> _SELECTED TEXT_:
What’s been the biggest challenge with producing a lockdown fashion ‘show’?

Whilst the last months have had their challenges operationally, we’ve used our obligation as creatives to look for better systems and ways of doing things. It’s been a unique situation to test, experiment and react – taking those learnings to work towards a better future. ⁠Not only have we dug deeper into our material archives, we’ve actually truly brought Craft, Creativity and Community to the fore.

What non-fashion skills have you picked up during lockdown?

Lockdown has pushed us to optimise and adopt new digital tools and processes, accelerating our move to a more efficient way of working.

This content is imported from Instagram. You may be able to find the same content in another format, or you may be able to find more information, at their web site.

How have you seen London’s fashion community come together in the past few months?

We’ve actually become more connected than ever before. We certainly ramped up our community engagement via projects like ‘Raeburn At Home’ and the ‘RÆBURN Connects’ series, which has had amazing results. Myself and the team are also very proud to have worked with the British Fashion Council on the joint campaign ‘Great British Designer Face Coverings: Reusable, for People and Planet’. The ambition of the project is to raise £1 million with 100 per cent of profits going to charity – it’s collaborative design as a force for good.

Is this a watershed moment for the fashion industry?

I truly hope so – the last months have evidenced to us all that what we do as an industry doesn’t make sense; a race to the bottom where overproduction and consumption are symbiotic. We need to evolve or die. Our RÆSTART manifesto puts into writing our long-term obligation to change, and we urge others to join us.

Favourite British designer at the moment?

I have always been more interested in functional clothing than designers themselves. My teenage years collecting military items translated into a degree in fashion design. It’s here where I discovered incredibly affordable surplus on scale, which led to the business today.

christopher raeburn lfwm

Christopher Raeburn’s Studio

Ben Broomfield

What advice would you give to fashion graduates who want to set up a fashion business?

Start off small, and do one thing properly – but stay flexible. I also suggest trying to maintain a healthy balance between creativity and commercial relevance. Now is the perfect time to rethink and experiment; and those that will, will no doubt shine.

What kind of role do you think a fashion show will play in five years?

I question whether there really will be fashion shows in five years’ time. We need to find new methods and evolve the traditional model, and indeed RÆBURN stopped taking part in catwalks last year. It’s about providing more value for the community, so we need to explore how we can bring meaningful, emotional connection to a show.

If your new collection had a mantra, what would it be?

The tagline is, “What Could be More Radical Than Making Nothing At All?”. Its aim is to inspire a new approach to waste, mass production and our need for consumption.

> _MATERIAL_:
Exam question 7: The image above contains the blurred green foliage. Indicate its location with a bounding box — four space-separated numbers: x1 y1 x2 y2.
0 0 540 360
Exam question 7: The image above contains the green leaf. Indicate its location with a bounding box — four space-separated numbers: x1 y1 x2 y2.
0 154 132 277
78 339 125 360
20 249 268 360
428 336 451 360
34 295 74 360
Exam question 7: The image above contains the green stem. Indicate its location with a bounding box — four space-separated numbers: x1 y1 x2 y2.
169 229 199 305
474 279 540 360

---

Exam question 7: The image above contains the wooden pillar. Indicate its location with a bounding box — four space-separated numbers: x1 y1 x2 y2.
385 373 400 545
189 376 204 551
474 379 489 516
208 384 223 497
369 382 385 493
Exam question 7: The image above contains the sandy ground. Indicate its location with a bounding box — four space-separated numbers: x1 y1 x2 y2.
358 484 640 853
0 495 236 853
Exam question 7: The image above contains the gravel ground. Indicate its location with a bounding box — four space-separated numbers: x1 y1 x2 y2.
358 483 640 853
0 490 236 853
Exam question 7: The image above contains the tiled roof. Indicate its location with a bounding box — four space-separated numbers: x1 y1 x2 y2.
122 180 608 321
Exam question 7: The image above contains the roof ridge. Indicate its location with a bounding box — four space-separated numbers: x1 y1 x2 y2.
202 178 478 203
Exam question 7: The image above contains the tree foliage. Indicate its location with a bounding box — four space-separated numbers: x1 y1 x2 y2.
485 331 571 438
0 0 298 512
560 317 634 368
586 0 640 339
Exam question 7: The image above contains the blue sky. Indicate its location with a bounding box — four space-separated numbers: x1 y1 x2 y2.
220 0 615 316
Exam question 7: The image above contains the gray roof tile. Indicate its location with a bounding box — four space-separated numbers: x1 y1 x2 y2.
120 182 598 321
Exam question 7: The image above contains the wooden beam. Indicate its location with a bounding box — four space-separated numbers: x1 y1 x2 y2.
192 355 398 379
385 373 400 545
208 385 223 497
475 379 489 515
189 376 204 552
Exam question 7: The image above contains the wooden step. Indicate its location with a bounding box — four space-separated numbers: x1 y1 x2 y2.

--

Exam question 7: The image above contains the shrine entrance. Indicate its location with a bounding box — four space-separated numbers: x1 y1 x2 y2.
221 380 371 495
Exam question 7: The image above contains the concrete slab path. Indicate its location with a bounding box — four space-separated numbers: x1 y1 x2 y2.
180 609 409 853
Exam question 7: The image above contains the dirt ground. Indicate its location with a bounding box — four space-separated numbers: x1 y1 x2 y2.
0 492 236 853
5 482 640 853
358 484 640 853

> _GOALS_:
• 1. In the interview, how much money does the face coverings campaign with the British Fashion Council aim to raise?
• 2. According to the interview, which three things did the studio bring to the fore during lockdown?
The lines are separate material, unrelated to the interview.

> _EXPECTED OUTPUTS_:
• 1. £1 million.

• 2. Craft, Creativity and Community.